== Supplied passage
Extent of diffusion restriction and T2/FLAIR MRI injury for patients with favorable and unfavorable outcomes (A) and for patients in the subcategories of unfavorable outcomes (B). Boxplots with whiskers demonstrating 5 and 95th percentiles. DNC = death by neurologic criteria; PCPC = Pediatric Cerebral Performance Category; WLST-neuro = withdrawal of life-sustaining therapies due to poor neurologic prognosis.
Figure 5. Receiver Operating Characteristic (ROC) Curves for Diffusion Restriction and T2/Fluid-Attenuated Inversion Recovery (FLAIR) Injury.
ROC curves (for diffusion restriction (A) and T2/FLAIR injury (B) to predict unfavorable outcome.
Among the 45 patients with an unfavorable outcome, there was no difference in the extent of diffusion restriction between patients who died from WLST-neuro compared to those who were alive with an unfavorable outcome (p = 0.11) and compared to those declared DNC (p = 0.072) (figure 4B). Patients declared DNC had more extensive diffusion restriction than patients who lived with an unfavorable outcome (p = 0.002). There was no difference in T2/FLAIR injury between patients who died from WLST-neuro and those declared DNC (p = 0.20). However, patients who were alive with an unfavorable outcome had less T2/FLAIR injury than patients who died from WLST-neuro (p = 0.004) or DNC (p = 0.001).
One patient with a favorable outcome (PCPC = 1) had diffusion restriction in 8.75 condensed regions, similar to patients with unfavorable outcomes. This patient was a 2-month-old infant with suspected underlying metabolic disease and refractory status epilepticus, both of which may have contributed to the large areas of diffusion restriction. The patient had a relatively small extent of T2/FLAIR injury, which was consistent with other patients with favorable outcomes.
Brain Regions Associated With Unfavorable Outcomes (13 Condensed Regions)
Patients with unfavorable outcomes had more extensive diffusion restriction compared to patients with favorable outcomes in the bilateral anterior cerebral artery (ACA), MCA, and posterior cerebral artery (PCA) vascular territories (p < 0.001), the bilateral basal ganglia, thalami, hippocampi, and brainstem (p < 0.001), and the bilateral internal capsule, insula, and cerebellum (p < 0.01). There was no difference in diffusion restriction in the cerebral peduncles or Wallerian degeneration in the corpus callosum and descending corticospinal tracts. Patients with unfavorable outcomes had more extensive T2/FLAIR injury in the bilateral ACA, MCA, and PCA vascular territories (p < 0.01) and in the bilateral basal ganglia, thalami, and brainstem (p < 0.001). The extent of T2/FLAIR injury was not greater in the internal capsules, bilateral insula, hippocampi, cerebellum, cerebral peduncles, or Wallerian degeneration in the corpus callosum and descending corticospinal tracts.
====
● **Exercise instructions**
a: Translate this sentence from the MRI outcomes passage into Spanish: "Patients declared DNC had more extensive diffusion restriction than patients who lived with an unfavorable outcome (p = 0.002)."
b: In the MRI outcomes passage, list every p-value reported in the paragraph that begins "Among the 45 patients with an unfavorable outcome."
== Given data
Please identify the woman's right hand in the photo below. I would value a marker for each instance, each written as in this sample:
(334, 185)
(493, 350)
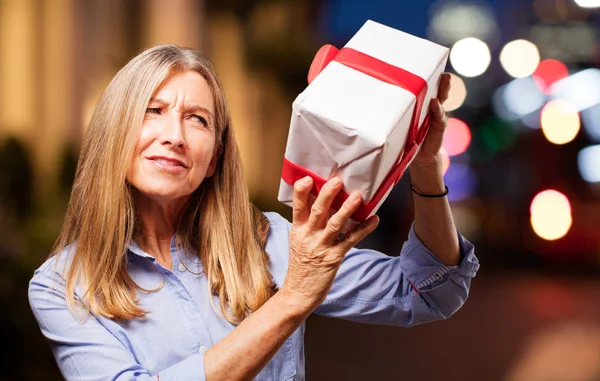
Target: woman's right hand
(316, 251)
====
● **Answer set**
a: Los pacientes declarados DNC presentaron una restricción de la difusión más extensa que los pacientes que vivieron con un desenlace desfavorable (p = 0.002).

b:
p = 0.11
p = 0.072
p = 0.002
p = 0.20
p = 0.004
p = 0.001